Excerpted records
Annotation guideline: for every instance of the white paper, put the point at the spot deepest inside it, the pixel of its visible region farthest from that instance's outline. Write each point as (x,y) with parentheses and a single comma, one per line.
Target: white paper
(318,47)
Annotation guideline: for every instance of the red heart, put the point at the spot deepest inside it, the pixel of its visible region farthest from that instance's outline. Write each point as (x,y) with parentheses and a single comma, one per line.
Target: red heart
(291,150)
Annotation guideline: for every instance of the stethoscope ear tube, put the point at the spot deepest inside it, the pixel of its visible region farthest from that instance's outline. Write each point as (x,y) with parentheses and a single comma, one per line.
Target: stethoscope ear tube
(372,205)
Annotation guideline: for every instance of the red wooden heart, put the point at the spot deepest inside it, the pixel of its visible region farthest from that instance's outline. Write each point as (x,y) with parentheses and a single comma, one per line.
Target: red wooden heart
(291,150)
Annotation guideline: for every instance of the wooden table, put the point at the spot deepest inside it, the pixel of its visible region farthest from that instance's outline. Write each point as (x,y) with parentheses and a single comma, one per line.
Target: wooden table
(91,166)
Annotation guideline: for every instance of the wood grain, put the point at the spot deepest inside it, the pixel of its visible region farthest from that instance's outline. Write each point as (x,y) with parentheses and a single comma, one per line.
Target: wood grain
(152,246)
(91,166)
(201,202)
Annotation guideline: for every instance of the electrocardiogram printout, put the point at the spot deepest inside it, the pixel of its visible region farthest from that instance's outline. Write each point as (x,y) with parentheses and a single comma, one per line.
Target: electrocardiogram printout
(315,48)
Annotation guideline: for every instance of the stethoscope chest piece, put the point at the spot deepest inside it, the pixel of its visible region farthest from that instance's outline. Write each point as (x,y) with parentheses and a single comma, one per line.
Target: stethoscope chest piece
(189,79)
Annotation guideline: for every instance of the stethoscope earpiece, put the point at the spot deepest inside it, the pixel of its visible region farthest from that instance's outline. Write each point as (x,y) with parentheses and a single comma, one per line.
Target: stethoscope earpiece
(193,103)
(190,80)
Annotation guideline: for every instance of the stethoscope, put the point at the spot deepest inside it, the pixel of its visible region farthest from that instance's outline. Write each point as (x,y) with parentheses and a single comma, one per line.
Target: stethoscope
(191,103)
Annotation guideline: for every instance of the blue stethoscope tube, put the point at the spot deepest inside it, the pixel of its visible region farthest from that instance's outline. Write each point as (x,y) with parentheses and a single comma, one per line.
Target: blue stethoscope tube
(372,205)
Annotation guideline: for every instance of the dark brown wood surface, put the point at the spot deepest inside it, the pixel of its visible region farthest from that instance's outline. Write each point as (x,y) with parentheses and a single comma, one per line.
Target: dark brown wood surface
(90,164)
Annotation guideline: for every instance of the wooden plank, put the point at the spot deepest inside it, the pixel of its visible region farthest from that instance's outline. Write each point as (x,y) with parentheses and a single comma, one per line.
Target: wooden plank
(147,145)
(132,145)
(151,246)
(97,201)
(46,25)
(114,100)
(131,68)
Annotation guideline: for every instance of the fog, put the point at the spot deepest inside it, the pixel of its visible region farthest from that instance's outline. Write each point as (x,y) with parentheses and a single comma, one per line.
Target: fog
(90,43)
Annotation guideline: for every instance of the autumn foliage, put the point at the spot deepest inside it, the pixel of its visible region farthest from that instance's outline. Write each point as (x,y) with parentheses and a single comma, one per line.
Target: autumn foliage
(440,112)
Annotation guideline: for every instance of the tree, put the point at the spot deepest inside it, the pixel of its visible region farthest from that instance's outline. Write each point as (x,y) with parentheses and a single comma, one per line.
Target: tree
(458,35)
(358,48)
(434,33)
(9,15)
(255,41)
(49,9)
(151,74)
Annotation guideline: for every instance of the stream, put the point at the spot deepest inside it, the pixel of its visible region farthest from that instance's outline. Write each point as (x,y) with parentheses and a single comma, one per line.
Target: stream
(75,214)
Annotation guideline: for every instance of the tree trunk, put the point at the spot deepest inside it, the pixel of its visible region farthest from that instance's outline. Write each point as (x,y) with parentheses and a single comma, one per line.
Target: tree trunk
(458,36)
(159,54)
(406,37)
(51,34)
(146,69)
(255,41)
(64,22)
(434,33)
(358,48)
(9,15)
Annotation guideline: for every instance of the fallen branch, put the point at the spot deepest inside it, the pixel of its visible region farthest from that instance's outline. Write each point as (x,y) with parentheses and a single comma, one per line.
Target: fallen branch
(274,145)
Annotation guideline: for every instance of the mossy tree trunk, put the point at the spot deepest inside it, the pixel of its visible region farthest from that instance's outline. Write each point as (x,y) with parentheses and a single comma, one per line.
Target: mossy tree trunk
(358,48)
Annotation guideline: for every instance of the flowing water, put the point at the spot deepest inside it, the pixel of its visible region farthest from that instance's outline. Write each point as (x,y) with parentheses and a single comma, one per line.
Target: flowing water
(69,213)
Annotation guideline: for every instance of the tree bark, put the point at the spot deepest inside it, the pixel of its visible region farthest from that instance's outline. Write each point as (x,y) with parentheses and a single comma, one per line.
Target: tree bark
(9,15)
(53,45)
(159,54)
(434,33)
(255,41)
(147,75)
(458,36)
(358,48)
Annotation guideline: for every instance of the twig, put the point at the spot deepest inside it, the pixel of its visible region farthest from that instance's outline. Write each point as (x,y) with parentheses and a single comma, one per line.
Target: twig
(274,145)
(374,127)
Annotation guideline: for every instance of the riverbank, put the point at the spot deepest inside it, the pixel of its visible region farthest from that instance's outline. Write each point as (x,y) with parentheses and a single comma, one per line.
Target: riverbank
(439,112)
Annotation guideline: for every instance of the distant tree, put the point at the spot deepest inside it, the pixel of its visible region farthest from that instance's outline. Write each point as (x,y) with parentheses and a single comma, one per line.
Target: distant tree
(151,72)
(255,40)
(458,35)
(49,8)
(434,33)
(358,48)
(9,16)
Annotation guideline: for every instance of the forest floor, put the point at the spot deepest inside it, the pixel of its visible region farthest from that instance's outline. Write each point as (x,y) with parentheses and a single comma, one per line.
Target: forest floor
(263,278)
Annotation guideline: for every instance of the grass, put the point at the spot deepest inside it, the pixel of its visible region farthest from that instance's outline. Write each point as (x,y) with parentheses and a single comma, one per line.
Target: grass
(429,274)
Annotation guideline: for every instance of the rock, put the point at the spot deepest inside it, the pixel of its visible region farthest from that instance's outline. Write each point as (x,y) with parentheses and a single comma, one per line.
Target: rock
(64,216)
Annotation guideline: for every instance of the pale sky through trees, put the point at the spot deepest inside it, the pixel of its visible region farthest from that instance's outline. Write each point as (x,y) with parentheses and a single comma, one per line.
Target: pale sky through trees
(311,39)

Exercise brief
Beginning at the line above that contains "Annotation guideline: for every instance of the tree, put", return each line exactly through the line that contains "Annotation guideline: for every instance of the flowing", and no others.

Solved exercise
Annotation guideline: for every instance of the tree, put the point at the spot deepest inside it, the pixel of its visible region farthest from that instance's outline. Write each point as (x,y) with parentheses and a single comma, one per line.
Target: tree
(458,35)
(358,48)
(434,33)
(9,15)
(255,41)
(49,9)
(151,74)
Annotation guideline: for every instance of the stream, put the point at the spot deepest inside it, the pixel of its visible region farthest from that instance's outline. Write each point as (x,y) with parentheses and a single comma, one per line.
Target: stream
(75,214)
Annotation guideline: for every instance of the tree trunk, put the point at the spot deepest inside it, the pixel of its visible region farthest from that instance's outline. Write each point as (x,y) with parentheses and a single comma, one per line.
Target: tree trunk
(458,36)
(159,54)
(406,37)
(51,34)
(146,69)
(255,41)
(64,22)
(434,33)
(358,48)
(9,15)
Annotation guideline: for every instance of the fallen branch, put the point at the spot deepest inside it, the pixel of its visible region farthest from that instance's outline. Write each point as (x,y) with parentheses and a single comma, one per line.
Target: fallen branch
(274,145)
Annotation guideline: for every instance of the mossy tree trunk, put the point at the spot deepest inside it, the pixel of its visible region farthest from that instance's outline. Write each point as (x,y) with parentheses and a single comma, one per line.
Target: mossy tree trunk
(358,48)
Annotation guideline: for every instance of the flowing water, put the point at the spot deepest inside it, the pixel of its visible region farthest from that instance's outline. Write each point as (x,y) with parentheses and a single comma, one per line.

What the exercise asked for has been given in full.